# Items listed in a dataset
━━━━━━━━━━━━━━━━━━━━━━━━━━━━━━

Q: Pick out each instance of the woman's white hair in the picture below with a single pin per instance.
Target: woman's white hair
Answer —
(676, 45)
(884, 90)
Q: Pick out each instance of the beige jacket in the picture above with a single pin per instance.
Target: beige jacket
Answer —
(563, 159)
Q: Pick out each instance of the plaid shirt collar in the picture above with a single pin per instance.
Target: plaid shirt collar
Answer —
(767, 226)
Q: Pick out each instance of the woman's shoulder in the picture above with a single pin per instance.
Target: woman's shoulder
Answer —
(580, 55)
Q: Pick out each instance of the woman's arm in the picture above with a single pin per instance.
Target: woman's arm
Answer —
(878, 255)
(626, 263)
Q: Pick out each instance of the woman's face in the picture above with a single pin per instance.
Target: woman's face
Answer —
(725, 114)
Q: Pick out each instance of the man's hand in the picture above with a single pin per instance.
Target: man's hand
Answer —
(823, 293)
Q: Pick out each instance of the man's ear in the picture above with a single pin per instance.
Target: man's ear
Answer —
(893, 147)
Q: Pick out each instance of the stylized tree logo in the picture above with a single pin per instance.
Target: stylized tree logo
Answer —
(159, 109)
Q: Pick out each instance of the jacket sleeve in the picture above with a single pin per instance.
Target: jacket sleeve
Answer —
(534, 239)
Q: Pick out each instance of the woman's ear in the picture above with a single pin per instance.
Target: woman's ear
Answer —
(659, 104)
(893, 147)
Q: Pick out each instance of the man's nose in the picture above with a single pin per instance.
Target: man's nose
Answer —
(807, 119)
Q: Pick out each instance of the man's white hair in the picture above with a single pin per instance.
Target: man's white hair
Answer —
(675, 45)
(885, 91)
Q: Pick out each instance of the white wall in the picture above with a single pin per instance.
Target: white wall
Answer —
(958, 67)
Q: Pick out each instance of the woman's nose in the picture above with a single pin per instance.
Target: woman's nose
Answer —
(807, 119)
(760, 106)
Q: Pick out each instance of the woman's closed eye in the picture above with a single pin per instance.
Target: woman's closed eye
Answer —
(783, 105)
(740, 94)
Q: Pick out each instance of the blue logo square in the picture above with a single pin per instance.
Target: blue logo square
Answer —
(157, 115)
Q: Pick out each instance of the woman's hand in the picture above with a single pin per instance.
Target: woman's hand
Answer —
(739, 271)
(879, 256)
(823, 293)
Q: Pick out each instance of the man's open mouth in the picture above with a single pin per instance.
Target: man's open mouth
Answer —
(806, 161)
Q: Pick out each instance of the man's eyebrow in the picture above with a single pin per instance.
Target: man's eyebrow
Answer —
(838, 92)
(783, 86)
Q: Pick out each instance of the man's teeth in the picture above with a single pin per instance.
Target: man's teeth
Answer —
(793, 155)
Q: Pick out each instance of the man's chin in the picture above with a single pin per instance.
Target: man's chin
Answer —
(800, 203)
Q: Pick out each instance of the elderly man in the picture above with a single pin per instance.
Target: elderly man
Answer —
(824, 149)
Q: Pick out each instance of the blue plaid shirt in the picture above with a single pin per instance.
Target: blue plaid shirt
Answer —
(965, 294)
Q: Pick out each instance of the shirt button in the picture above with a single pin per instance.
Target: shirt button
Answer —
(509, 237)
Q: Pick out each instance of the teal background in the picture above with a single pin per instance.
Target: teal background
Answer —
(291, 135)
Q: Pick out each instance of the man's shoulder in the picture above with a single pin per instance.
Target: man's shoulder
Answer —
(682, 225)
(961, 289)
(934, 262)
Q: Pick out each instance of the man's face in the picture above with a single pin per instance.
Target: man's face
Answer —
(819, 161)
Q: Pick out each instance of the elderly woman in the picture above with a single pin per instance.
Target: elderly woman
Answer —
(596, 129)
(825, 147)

━━━━━━━━━━━━━━━━━━━━━━━━━━━━━━

# Work order
Line by line, retype all of the records exactly.

# Task solution
Q: Pick out each instance of the woman's white hair in the picture below with a single pin per instance.
Target: woman's white hair
Answer —
(676, 45)
(884, 90)
Q: Pick out each instance of the beige jacket in the picture above with a single pin per instance.
Target: beige jacket
Answer —
(563, 159)
Q: Pick out each instance of the plaid shirt collar in the picture above with a single pin per instance.
Target: plaid shirt collar
Answer —
(767, 226)
Q: Pick out each instance of the woman's shoulder in the picture above with a single pin per instance.
Target: woman's shoulder
Answer —
(580, 55)
Q: Pick out each instance of the woman's arm in the picture above with a single pin per instance.
Target: woman's arm
Answer —
(878, 255)
(626, 263)
Q: Pick out each instance of the woman's face in the picture above with a single pin per instance.
Target: woman's face
Answer —
(725, 114)
Q: Pick out each instance of the man's hand in the picture above with a single pin per instance.
Target: man's hand
Answer —
(823, 293)
Q: Pick out each instance of the man's ear in the picture above with a single pin per instance.
Target: man's ear
Answer —
(893, 147)
Q: Pick out each instance of the stylized tree logo in the picture above with a single pin per instance.
Target: stylized tree logo
Answer —
(159, 109)
Q: Pick out each instance of the jacket sleeve in the picture above with a single pin per instance.
Target: jacket sleeve
Answer —
(534, 239)
Q: Pick out each instance of the woman's ear in the picture above with a single pin per instance.
Target: woman's ear
Answer —
(659, 104)
(893, 147)
Q: Pick out each instance of the man's nose in the picture above with a single pin per instance.
Target: man's nose
Answer —
(807, 119)
Q: Pick out each instance of the man's white hair in the picture above with a single pin per instance.
Target: man's white hair
Answer —
(675, 45)
(885, 91)
Q: Pick out each instance of the white wall in the picture above with a single pin per instance.
Target: white wall
Answer —
(958, 67)
Q: Pick out each instance of the woman's nose in the picture above with a single pin per instance.
Target: woman's nose
Answer —
(807, 119)
(760, 106)
Q: Pick out each instance of the woman's closed eye in the picture above with a single pin per instance.
Target: woman's closed eye
Answer —
(783, 105)
(740, 94)
Q: Pick out each instance of the blue logo square in the picture above with a single pin per instance.
Target: blue logo square
Answer —
(157, 115)
Q: Pick out each instance of the woman's hand in the picture above with a single pin per instance.
Target: woman's hand
Answer —
(739, 271)
(879, 256)
(823, 293)
Q: Pick out each instance of the man's open mouth in the picture above with a single pin per instance.
Target: man's open mouth
Answer —
(806, 161)
Q: Pick out each instance of the man's eyebrow in the picture above with a single pin per instance.
Target: man's eyebrow
Answer —
(838, 92)
(783, 86)
Q: Pick out each instance of the man's teeth in the picture above with a single pin per instance.
Target: man's teeth
Answer —
(793, 155)
Q: Pick out each instance of the man's chin in the picture above with a single pin per instance.
Target: man's chin
Answer —
(800, 203)
Q: Pick out each instance of the elderly man in the picture above with a single pin per instance.
Target: elderly man
Answer —
(824, 149)
Q: Pick out each instance of the blue plaid shirt in the picture above with a single pin per instance.
Target: blue plaid shirt
Answer —
(965, 294)
Q: Pick out each instance of the shirt button in the picture above with a single pin per instance.
Target: shirt button
Answer —
(509, 237)
Q: Pick out each instance of the teal background in the picture above with a single pin per instance.
Target: teal background
Answer —
(291, 135)
Q: Pick out each instance of the man's shoulder in the picture above with a single pin per instance.
Target: man's shoulder
Answer —
(682, 225)
(961, 289)
(934, 262)
Q: Pick out each instance of the man's face in the picture above with a single pin per instance.
Target: man's face
Answer —
(819, 161)
Q: Pick out each instance of the elderly woman in the picture above with a single pin per instance.
Target: elderly woman
Answer —
(596, 129)
(825, 147)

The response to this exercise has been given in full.